PROBLEM DESCRIPTION: A line qualifies if it holds the string "building". Copy every qualifying line from the records.

___ DATA SHOWN ___

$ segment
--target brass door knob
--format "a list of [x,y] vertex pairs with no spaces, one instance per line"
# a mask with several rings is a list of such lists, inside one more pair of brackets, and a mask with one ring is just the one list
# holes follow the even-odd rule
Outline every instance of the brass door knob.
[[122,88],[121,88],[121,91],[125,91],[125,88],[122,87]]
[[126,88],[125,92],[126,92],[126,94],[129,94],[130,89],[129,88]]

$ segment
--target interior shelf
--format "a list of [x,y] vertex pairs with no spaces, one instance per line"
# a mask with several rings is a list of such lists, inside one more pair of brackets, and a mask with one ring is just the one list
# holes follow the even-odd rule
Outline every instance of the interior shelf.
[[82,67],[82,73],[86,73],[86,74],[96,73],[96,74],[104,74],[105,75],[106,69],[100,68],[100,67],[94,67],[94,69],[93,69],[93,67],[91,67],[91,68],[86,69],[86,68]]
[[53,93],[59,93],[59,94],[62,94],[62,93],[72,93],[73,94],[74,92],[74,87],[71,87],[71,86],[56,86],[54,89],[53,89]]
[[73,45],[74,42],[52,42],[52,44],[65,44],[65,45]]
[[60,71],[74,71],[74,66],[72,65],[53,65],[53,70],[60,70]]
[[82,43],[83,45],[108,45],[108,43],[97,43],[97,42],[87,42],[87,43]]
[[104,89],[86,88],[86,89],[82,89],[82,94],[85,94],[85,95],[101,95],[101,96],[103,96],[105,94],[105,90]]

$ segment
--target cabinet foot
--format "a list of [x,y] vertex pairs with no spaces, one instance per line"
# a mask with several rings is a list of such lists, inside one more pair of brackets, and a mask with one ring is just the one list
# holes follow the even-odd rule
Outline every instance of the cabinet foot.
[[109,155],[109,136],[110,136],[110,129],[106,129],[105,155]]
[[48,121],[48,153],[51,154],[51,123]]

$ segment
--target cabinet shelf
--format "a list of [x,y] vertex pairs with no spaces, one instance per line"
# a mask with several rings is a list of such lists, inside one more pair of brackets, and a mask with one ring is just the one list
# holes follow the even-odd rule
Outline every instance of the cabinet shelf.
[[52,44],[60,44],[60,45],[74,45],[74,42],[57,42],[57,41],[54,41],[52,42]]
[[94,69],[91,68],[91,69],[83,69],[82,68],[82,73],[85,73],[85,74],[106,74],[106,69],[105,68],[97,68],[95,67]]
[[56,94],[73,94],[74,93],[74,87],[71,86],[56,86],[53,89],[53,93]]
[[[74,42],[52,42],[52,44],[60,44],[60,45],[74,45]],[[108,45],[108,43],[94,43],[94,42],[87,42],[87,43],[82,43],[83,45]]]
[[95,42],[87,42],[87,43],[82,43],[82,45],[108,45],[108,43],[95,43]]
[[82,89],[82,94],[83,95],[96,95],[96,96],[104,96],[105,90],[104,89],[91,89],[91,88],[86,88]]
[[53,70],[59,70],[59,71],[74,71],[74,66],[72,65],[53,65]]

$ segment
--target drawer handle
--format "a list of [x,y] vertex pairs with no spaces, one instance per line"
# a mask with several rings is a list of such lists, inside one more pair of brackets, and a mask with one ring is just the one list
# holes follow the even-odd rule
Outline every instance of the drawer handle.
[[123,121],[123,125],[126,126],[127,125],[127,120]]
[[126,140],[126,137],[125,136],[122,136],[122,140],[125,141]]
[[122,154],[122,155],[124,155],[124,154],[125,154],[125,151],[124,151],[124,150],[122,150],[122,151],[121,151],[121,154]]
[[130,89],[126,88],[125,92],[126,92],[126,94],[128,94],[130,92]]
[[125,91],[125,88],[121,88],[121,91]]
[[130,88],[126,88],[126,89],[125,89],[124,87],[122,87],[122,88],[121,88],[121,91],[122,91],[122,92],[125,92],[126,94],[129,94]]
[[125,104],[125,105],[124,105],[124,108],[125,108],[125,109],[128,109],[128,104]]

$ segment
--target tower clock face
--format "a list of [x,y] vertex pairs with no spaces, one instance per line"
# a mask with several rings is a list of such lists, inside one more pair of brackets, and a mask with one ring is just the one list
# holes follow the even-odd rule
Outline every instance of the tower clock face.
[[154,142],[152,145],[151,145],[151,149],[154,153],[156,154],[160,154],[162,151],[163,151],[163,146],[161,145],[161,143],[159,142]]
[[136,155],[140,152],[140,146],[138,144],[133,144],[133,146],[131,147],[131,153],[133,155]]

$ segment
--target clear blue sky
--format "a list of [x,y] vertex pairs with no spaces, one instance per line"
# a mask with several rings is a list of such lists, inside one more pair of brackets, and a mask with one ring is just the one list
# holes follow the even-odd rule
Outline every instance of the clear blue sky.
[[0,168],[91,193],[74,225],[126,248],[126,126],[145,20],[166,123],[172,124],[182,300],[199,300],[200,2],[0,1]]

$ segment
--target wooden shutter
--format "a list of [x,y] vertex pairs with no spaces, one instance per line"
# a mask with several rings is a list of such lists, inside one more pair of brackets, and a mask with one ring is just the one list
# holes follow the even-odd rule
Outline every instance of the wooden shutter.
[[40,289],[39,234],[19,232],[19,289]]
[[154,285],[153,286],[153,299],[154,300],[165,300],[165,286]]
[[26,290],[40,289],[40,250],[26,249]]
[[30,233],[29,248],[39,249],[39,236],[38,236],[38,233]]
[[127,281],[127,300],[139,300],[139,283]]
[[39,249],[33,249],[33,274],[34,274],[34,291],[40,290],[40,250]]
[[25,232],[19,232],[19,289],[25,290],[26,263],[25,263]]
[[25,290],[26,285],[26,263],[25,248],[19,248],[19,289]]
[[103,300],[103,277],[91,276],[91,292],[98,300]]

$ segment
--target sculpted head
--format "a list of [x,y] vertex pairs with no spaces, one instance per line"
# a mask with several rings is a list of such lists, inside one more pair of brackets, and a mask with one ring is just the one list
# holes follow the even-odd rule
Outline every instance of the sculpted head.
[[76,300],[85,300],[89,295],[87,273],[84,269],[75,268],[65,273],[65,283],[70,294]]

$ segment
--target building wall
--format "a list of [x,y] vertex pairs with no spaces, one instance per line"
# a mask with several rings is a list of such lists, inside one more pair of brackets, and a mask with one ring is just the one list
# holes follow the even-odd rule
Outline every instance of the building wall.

___

ANSWER TO THIS EXERCISE:
--target building wall
Outline every instance of the building wall.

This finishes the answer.